# [Records supplied]
*** Begin section ***
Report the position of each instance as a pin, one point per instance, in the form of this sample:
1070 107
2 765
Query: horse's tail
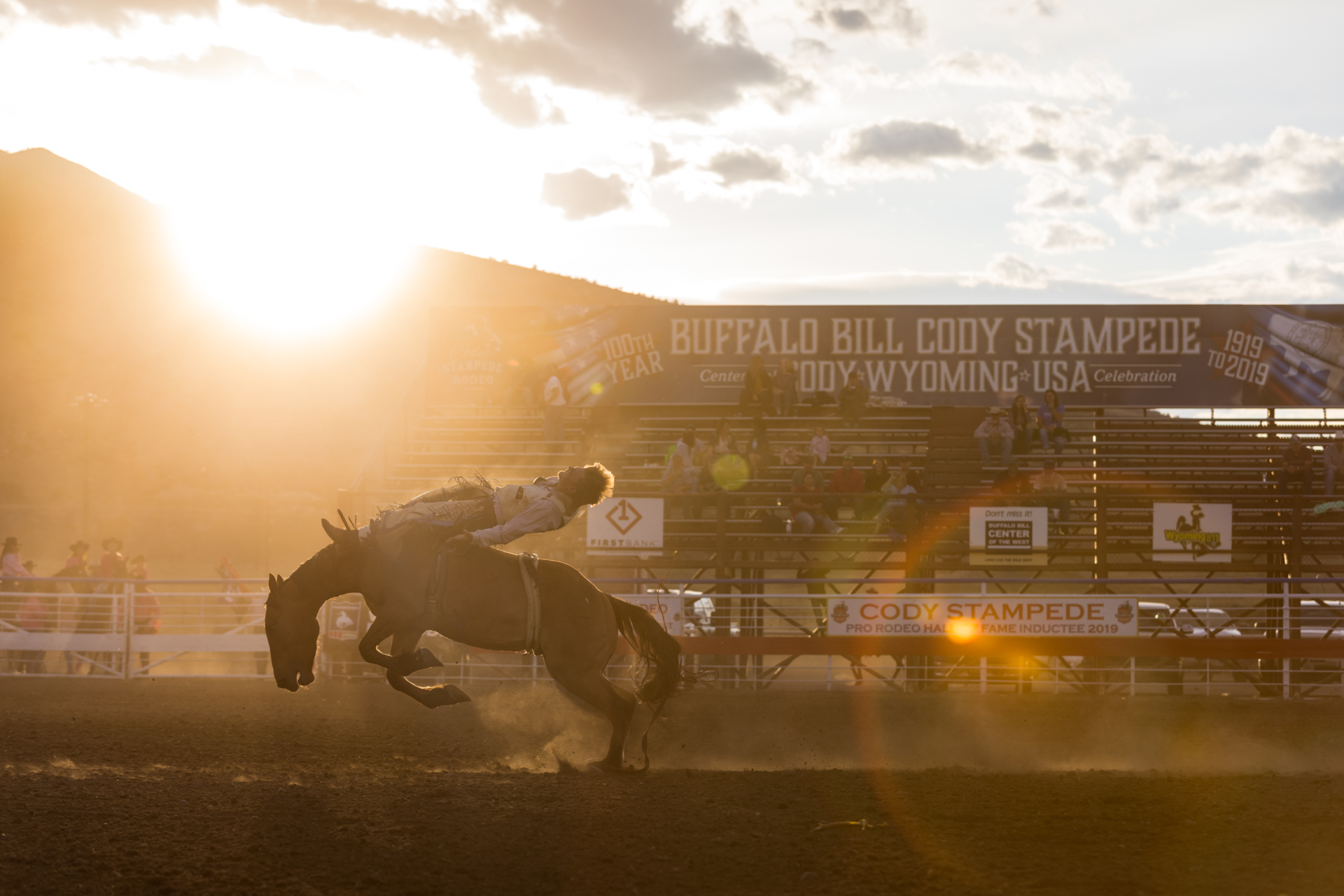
660 654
*** End section ***
All the records need to be repeated exactly, with the images dropped.

Report the position of each instance as a pin, one point per instance, in the form of this sample:
1070 107
2 765
Query: horse's tail
660 654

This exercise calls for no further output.